→ Supplied records

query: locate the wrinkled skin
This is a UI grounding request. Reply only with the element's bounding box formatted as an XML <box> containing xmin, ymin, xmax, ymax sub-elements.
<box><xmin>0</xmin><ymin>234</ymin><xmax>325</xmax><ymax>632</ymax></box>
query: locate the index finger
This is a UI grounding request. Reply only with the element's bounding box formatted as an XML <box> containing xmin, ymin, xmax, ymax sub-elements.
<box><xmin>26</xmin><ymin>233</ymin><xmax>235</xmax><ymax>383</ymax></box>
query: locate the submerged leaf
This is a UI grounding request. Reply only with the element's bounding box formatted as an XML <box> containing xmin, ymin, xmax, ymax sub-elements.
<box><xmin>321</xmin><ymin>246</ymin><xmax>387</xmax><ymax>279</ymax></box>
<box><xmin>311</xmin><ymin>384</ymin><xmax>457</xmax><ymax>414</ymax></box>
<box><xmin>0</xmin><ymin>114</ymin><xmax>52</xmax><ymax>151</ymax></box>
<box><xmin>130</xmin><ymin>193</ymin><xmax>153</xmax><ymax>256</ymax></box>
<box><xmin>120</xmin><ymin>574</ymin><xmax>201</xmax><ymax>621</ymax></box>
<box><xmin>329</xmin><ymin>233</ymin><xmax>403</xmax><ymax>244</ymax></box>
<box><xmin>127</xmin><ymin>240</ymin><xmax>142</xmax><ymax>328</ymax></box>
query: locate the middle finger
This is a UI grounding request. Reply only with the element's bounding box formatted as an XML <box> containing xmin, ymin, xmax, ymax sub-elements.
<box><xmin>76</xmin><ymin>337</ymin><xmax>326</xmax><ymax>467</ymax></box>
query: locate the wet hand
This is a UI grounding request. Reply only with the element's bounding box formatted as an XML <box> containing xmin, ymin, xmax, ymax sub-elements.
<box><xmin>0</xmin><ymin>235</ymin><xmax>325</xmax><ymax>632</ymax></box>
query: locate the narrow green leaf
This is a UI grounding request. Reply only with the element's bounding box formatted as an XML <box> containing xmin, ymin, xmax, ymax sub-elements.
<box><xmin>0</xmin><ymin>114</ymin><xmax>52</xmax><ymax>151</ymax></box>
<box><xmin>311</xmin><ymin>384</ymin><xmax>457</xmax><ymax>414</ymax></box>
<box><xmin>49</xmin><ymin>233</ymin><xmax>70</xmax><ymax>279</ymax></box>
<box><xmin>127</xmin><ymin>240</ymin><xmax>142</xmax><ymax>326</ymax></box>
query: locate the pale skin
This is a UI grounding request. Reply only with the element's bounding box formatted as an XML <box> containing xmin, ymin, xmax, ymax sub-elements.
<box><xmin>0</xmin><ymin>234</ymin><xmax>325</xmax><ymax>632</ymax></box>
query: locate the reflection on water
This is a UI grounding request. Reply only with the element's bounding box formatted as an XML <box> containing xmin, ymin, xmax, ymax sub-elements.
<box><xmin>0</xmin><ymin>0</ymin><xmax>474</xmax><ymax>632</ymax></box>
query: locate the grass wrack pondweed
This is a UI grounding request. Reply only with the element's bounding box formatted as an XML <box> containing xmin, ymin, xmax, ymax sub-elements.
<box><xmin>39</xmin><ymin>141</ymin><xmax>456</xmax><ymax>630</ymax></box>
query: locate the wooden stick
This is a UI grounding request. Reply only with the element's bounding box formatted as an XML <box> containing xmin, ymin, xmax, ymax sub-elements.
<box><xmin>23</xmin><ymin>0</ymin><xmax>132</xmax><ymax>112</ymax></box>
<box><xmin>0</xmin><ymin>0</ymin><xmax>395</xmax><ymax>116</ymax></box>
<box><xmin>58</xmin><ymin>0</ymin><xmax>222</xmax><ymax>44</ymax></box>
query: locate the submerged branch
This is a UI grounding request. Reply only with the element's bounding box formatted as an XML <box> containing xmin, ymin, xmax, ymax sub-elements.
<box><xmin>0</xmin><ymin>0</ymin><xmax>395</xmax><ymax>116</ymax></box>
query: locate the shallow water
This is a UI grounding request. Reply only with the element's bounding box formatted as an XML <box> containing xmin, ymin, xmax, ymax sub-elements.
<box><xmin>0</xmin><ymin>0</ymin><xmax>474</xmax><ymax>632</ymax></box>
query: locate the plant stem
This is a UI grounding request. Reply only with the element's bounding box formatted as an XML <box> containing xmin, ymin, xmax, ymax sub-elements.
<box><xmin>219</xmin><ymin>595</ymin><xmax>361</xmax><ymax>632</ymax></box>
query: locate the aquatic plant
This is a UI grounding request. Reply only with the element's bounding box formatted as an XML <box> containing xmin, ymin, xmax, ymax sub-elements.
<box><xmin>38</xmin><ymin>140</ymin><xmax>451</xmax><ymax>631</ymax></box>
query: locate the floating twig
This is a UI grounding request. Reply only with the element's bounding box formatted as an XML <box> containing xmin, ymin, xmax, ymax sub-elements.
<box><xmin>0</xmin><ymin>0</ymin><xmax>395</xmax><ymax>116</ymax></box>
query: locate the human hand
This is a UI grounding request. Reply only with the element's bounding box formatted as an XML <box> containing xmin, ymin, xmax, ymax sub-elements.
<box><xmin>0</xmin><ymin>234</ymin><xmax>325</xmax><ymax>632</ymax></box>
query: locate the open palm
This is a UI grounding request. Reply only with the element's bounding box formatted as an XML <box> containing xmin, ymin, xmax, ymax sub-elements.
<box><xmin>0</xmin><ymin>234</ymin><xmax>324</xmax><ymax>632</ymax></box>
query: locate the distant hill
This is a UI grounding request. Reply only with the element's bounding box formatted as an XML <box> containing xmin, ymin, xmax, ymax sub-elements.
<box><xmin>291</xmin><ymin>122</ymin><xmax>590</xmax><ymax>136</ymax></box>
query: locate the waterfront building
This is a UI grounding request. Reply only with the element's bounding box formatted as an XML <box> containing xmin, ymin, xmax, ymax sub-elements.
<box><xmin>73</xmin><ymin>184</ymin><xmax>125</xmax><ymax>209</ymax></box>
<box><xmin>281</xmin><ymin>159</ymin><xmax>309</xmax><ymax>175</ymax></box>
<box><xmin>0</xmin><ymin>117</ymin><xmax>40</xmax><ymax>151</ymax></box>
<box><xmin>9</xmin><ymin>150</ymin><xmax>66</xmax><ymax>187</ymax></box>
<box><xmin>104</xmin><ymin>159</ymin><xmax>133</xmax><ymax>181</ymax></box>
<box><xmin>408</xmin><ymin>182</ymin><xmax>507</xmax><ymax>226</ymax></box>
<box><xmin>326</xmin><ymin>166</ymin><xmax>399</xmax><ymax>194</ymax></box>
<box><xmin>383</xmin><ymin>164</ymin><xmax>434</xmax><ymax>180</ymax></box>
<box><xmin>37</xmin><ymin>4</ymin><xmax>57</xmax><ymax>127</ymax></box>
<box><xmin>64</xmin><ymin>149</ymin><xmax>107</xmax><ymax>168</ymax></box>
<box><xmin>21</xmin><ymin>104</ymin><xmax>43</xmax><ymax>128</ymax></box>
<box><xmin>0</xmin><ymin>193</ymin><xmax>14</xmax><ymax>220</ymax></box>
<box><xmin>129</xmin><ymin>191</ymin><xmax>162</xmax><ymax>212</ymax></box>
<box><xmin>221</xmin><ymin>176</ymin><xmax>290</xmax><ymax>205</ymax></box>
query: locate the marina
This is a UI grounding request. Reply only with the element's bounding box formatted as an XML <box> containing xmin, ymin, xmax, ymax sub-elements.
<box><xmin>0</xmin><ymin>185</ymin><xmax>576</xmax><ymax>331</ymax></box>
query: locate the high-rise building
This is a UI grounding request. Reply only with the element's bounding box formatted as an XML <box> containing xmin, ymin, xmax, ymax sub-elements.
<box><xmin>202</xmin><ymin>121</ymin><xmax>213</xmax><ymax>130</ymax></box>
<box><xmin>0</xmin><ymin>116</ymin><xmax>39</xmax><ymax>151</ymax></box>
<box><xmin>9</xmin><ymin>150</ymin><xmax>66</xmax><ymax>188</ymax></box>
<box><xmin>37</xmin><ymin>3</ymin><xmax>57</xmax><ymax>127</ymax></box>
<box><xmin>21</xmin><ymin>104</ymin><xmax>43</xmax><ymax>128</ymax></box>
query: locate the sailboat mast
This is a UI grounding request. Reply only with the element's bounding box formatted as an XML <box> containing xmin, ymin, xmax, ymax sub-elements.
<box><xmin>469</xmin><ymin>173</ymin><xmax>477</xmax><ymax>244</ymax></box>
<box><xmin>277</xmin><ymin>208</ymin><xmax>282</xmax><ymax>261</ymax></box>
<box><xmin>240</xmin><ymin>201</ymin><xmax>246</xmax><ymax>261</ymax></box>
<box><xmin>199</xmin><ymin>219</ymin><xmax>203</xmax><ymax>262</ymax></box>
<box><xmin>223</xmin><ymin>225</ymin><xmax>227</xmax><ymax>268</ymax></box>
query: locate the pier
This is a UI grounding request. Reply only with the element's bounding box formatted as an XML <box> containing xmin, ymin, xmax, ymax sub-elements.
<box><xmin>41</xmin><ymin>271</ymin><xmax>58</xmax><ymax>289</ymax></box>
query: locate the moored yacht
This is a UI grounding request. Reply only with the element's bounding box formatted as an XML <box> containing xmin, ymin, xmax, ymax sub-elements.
* * *
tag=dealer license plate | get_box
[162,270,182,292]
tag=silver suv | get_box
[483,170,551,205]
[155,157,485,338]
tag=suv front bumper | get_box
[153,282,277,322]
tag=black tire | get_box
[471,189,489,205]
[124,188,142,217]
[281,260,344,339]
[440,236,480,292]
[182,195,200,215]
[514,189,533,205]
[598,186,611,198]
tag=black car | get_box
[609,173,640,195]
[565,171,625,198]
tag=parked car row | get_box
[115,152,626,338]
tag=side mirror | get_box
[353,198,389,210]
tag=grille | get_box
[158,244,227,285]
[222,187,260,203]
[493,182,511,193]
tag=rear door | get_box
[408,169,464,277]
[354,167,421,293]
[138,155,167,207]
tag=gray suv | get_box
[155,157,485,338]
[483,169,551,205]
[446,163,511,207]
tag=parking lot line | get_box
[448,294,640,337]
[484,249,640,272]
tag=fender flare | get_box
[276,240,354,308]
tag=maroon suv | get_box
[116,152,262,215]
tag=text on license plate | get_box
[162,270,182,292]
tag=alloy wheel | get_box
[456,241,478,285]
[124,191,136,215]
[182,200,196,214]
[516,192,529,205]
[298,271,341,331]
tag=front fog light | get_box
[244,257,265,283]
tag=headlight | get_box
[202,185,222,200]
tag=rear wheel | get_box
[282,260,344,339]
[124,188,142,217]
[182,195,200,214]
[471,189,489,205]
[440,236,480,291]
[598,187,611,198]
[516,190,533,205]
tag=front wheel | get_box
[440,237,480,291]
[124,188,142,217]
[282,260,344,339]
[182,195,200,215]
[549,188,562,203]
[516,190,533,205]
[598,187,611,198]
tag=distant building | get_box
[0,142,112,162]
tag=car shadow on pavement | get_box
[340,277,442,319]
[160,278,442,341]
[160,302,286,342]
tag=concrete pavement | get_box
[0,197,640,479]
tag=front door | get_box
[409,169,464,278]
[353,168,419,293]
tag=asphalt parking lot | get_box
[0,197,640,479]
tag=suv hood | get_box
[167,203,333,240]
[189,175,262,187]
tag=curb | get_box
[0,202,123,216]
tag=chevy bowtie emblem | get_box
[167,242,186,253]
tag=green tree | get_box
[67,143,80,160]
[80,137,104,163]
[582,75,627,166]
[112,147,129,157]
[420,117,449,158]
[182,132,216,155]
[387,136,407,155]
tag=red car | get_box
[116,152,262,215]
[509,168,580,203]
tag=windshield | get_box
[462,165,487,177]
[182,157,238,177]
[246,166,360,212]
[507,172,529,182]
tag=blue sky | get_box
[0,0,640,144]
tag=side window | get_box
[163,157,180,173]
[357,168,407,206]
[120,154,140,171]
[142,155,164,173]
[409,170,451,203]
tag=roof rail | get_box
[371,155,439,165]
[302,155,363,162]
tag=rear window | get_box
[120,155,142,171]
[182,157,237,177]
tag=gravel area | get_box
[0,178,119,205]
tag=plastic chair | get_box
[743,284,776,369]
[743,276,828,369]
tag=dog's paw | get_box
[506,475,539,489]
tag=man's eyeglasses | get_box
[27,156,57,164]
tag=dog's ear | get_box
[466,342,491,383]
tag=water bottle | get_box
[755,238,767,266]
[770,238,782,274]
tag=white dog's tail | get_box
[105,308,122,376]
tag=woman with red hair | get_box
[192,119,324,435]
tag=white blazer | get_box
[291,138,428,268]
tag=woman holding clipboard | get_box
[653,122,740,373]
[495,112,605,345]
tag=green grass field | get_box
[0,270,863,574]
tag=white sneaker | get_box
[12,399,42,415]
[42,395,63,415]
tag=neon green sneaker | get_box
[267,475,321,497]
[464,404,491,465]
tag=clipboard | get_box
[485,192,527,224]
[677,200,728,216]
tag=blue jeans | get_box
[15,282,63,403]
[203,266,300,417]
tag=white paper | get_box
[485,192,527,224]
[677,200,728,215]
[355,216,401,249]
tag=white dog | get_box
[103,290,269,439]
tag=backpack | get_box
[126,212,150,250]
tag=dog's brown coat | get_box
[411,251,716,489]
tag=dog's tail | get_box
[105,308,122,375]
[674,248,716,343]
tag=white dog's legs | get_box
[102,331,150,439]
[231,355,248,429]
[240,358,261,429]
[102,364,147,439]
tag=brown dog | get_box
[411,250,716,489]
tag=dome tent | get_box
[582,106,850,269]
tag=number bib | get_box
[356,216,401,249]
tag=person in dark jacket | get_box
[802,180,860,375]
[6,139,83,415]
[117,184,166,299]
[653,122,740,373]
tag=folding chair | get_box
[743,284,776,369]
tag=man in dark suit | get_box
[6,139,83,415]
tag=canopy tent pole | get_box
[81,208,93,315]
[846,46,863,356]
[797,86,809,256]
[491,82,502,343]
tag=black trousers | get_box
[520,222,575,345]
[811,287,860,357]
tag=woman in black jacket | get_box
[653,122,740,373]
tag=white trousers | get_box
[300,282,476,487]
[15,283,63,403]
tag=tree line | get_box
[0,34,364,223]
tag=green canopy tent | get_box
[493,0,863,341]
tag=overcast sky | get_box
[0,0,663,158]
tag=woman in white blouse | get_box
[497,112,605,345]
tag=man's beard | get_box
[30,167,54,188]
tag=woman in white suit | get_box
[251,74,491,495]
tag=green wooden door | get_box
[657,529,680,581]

→ To do
Can you format the material in the stretch from the line containing "tag=overcast sky | get_box" through the line containing "[657,529,680,581]" as a two-column CSV with the headers tag and box? Give one row per tag line paired with the box that follows it, with each field quoted and any line breaks turned into spaces.

→ The completed task
tag,box
"tag=overcast sky | get_box","[0,0,663,158]"
"tag=woman in white blouse | get_box","[497,112,605,345]"
"tag=man's beard | get_box","[30,167,54,188]"
"tag=woman in white suit | get_box","[251,74,491,495]"
"tag=green wooden door | get_box","[657,529,680,581]"